Enfants dans un état végétatif: les médecins sont partagés

MONTRÉAL — Les médecins sont partagés quant aux soins à accorder à un enfant qui présente un syndrome d’éveil non répondant, démontre une enquête menée par des chercheurs montréalais auprès de quelque 270 neurologues pédiatriques dans 65 pays.

Étonnamment, les chercheurs ont constaté que les médecins qui pratiquent dans les pays les plus développés sont aussi ceux qui sont les plus favorables à limiter les soins qui permettent de maintenir en vie un petit patient qui se trouve dans un état végétatif.

Ces limites s’appliquent plus spécifiquement à la réanimation cardiorespiratoire, à l’intubation/la ventilation, à l’hémodialyse/hémofiltration, et à la thérapie antibiotique.

«On voit que les attitudes varient, a dit l’auteur de l’étude, le chercheur Éric Racine de l’Institut de recherches cliniques de Montréal. On en a environ les deux tiers qui sont à l’aise avec la cessation des traitements, selon les circonstances. Et il y a une minorité (…) qui est d’avis qu’on devrait toujours retirer les traitements et une minorité qui nous dit qu’on ne devrait jamais les retirer.»

Les participants à l’enquête qui considéraient qu’il n’est jamais justifiable, d’un point de vue éthique, de limiter les soins qui assurent la survie du patient étaient animés d’une plus grande religiosité; ils étaient aussi moins satisfaits des décisions de traitement dans l’ensemble et jusqu’à trois fois plus mécontents des communications échangées pour prendre ces décisions.

Il reste tout de même paradoxal de constater que les médecins qui pratiquent dans les pays les plus riches sont les plus favorables à l’imposition d’une limite aux traitements, admet M. Racine.

«Il faut comprendre que les pays les plus développés sont aussi ceux où les droits individuels ont le plus préséance, a-t-il expliqué. Dans d’autres pays, il pourra y avoir des lois qui vont limiter le pouvoir des médecins à prendre ce genre de décisions.»

_ _ _ _ _

| À faire |
- A) D'après l'article sur les enfants dans un état végétatif, auprès de combien de neurologues pédiatriques l'enquête a-t-elle été menée, et dans combien de pays ?
- B) Prolongez l'article sur les enfants dans un état végétatif à partir de sa dernière phrase.

_ _ _ _ _

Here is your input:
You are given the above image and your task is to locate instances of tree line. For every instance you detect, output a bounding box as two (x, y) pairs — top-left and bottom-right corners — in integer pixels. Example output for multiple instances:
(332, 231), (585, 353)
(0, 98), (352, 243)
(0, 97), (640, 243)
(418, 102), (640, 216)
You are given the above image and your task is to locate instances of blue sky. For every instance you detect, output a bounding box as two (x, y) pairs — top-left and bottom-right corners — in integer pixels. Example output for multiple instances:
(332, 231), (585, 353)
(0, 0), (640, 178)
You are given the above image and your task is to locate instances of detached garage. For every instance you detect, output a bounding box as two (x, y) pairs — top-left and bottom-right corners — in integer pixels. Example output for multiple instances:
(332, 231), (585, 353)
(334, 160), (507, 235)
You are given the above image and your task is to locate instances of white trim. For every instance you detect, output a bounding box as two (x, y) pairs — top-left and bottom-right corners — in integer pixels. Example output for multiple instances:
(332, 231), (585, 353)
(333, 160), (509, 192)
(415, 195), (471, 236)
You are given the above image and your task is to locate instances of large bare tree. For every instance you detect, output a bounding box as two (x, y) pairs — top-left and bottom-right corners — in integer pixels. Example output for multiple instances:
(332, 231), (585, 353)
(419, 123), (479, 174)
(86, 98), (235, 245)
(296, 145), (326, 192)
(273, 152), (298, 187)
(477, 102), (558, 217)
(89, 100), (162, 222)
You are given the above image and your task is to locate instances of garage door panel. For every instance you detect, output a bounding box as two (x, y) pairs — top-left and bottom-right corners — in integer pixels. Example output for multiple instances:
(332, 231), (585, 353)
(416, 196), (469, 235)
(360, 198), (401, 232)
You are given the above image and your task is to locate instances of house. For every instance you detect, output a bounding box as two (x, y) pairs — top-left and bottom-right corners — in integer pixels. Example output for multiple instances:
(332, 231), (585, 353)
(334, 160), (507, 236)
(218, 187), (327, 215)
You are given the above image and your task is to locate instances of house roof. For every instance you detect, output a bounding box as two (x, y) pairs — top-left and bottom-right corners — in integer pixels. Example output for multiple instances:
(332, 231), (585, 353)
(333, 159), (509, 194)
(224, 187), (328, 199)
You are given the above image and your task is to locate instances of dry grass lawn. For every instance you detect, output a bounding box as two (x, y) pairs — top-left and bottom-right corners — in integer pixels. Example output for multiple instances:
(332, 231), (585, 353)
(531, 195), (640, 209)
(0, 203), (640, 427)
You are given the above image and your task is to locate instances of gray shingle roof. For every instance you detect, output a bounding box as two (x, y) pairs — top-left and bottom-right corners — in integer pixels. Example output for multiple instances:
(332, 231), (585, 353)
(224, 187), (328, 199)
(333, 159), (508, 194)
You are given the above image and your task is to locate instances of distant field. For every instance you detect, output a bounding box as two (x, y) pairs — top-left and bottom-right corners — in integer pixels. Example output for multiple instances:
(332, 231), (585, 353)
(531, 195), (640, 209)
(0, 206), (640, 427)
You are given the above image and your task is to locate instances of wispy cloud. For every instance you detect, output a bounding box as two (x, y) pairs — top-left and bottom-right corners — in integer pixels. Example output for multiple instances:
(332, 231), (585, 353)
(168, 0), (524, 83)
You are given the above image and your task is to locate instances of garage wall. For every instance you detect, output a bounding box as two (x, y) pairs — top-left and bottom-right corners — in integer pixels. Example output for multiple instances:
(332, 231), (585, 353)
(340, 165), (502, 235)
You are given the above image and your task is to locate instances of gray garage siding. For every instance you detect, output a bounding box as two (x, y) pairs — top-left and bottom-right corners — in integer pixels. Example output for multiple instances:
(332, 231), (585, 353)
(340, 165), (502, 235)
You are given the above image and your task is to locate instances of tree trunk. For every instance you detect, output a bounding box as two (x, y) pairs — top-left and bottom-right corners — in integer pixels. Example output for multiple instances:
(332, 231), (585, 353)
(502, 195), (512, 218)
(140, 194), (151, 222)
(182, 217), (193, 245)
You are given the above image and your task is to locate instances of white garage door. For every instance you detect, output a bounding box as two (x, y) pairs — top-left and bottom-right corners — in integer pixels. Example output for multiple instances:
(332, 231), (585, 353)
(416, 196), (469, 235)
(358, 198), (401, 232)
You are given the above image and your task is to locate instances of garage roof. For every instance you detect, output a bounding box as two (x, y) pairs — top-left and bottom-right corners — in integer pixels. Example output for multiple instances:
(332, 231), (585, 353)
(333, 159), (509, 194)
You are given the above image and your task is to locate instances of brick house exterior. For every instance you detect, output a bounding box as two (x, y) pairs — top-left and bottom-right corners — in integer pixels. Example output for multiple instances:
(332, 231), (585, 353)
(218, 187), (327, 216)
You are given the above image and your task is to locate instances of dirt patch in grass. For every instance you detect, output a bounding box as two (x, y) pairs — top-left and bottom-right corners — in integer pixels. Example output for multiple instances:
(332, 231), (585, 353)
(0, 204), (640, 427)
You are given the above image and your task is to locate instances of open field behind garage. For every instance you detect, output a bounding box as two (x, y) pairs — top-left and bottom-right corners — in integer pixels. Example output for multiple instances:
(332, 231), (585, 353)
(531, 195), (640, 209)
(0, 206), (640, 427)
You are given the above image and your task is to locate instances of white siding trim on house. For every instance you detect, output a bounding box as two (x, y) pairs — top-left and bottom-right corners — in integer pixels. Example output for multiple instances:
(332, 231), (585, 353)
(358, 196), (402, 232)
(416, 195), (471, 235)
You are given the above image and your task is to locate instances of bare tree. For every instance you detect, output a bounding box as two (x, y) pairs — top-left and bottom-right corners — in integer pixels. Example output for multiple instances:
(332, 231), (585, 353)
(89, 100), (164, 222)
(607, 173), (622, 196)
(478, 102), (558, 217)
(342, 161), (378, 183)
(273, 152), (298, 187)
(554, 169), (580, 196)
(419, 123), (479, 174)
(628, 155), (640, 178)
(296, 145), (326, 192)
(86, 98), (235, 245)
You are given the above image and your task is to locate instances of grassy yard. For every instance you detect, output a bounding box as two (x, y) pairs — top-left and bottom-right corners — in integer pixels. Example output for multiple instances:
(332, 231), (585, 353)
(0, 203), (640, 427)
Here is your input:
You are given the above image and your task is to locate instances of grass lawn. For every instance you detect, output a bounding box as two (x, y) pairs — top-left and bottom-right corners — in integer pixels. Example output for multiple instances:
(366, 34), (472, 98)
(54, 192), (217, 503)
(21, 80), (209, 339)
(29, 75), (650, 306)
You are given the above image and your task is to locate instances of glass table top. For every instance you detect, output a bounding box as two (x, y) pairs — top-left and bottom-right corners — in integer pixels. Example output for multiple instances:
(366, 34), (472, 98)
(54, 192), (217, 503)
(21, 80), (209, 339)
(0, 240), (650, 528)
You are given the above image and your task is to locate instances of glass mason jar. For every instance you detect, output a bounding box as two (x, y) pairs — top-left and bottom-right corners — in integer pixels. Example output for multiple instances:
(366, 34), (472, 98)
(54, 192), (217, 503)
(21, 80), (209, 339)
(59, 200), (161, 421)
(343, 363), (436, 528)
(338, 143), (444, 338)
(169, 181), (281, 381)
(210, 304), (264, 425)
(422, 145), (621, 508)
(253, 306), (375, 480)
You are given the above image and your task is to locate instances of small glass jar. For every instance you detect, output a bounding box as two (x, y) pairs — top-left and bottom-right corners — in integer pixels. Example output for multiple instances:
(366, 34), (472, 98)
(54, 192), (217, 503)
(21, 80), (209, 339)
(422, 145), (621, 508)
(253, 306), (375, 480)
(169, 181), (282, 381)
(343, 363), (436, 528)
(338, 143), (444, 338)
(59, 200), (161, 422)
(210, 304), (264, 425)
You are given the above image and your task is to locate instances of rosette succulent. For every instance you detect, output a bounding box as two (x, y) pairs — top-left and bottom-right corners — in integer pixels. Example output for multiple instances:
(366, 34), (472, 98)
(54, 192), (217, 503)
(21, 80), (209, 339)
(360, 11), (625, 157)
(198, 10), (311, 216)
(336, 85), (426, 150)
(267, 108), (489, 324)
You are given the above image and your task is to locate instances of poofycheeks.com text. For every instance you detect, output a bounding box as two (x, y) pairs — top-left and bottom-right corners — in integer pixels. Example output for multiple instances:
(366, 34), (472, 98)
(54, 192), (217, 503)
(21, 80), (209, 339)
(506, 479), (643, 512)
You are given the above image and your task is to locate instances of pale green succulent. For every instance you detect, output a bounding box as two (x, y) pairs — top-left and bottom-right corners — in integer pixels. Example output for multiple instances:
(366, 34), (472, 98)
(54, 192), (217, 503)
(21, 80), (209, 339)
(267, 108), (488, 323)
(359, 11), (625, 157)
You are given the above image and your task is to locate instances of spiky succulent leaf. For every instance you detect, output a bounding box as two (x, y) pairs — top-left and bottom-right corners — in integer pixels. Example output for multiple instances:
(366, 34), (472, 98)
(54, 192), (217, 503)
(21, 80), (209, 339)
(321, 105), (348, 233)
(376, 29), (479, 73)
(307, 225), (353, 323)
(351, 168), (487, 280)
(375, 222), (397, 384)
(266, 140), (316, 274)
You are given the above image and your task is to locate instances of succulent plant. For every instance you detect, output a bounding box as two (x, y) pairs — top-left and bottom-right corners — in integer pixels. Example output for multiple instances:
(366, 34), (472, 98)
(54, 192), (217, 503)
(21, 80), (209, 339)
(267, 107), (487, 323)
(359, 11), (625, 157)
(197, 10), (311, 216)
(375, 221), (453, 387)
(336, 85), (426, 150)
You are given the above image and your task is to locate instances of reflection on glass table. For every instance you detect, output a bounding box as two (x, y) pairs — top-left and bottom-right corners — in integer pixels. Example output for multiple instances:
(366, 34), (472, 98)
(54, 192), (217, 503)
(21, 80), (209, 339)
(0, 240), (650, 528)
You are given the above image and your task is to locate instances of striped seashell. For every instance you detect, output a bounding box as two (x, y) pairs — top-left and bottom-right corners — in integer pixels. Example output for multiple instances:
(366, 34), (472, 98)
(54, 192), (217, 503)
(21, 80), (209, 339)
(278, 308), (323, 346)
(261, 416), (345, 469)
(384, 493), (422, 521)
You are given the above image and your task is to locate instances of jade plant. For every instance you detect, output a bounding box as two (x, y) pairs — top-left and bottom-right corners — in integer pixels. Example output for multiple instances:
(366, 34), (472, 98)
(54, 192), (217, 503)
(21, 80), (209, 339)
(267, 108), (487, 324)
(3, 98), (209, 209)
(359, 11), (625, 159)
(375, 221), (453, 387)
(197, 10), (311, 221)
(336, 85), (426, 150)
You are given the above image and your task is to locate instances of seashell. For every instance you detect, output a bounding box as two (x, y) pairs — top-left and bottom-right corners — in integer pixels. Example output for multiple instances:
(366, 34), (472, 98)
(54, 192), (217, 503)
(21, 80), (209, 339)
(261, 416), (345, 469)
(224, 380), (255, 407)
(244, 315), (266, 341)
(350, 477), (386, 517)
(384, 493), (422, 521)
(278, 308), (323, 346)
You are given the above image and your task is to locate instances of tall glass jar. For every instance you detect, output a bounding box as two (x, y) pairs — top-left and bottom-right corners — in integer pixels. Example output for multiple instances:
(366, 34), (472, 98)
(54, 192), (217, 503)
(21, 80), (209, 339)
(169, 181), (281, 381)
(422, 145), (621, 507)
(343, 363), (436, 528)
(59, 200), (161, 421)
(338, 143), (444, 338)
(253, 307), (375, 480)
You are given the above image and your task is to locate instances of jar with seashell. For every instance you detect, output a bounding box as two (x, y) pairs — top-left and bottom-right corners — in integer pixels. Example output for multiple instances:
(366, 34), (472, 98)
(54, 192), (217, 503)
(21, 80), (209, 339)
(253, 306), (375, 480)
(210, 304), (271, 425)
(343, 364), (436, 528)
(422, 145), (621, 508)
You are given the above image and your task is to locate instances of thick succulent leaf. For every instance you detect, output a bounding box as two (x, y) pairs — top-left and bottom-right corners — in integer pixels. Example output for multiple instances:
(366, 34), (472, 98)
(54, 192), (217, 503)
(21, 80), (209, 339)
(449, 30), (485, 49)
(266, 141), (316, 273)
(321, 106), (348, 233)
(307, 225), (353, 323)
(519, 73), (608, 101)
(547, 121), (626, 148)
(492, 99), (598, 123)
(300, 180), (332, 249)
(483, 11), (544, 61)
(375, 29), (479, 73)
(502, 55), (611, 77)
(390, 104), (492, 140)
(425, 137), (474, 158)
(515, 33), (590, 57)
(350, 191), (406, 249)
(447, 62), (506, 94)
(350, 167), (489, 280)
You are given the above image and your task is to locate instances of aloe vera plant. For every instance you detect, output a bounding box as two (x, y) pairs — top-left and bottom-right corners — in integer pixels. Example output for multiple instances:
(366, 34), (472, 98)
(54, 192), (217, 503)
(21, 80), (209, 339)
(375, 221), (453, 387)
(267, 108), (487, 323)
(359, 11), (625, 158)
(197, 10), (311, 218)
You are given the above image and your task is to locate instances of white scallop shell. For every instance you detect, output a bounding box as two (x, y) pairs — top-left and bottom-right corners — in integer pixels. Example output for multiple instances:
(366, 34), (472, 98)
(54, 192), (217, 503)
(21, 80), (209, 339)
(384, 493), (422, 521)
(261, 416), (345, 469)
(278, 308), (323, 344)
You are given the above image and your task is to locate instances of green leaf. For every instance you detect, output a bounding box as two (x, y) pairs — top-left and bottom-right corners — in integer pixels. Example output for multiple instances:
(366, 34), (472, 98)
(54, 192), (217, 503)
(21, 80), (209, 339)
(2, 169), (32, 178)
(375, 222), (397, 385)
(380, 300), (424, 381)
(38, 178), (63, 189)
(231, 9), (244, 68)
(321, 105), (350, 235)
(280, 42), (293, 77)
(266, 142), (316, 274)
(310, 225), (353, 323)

_ _ _ _ _

| Corrigé |
- A) Auprès de quelque 270 neurologues pédiatriques, dans 65 pays.

- B)
Il y donc tout un contexte juridique et de valeurs sociétales dont on doit tenir compte, a-t-il ajouté. Même chez nous, a dit M. Racine, les dernières décennies ont vu une évolution des lignes directrices qui permet aujourd’hui aux médecins d’envisager une limitation, voire une cessation, des traitements.

Les enfants qui présentent un syndrome d’éveil non répondant sont des cas très complexes puisqu’un pronostic est difficile à établir, poursuit-il.

«Qu’est-ce qui va arriver? Est-ce que l’enfant va récupérer ou non? Et c’est aussi très difficile parce qu’il y a pas énormément de données, a expliqué M. Racine. Il y a aussi assez peu de traitements disponibles. Donc on navigue à vue un peu dans ces eaux-là. Et ces trois aspects-là amènent une complexité sur le plan médical.»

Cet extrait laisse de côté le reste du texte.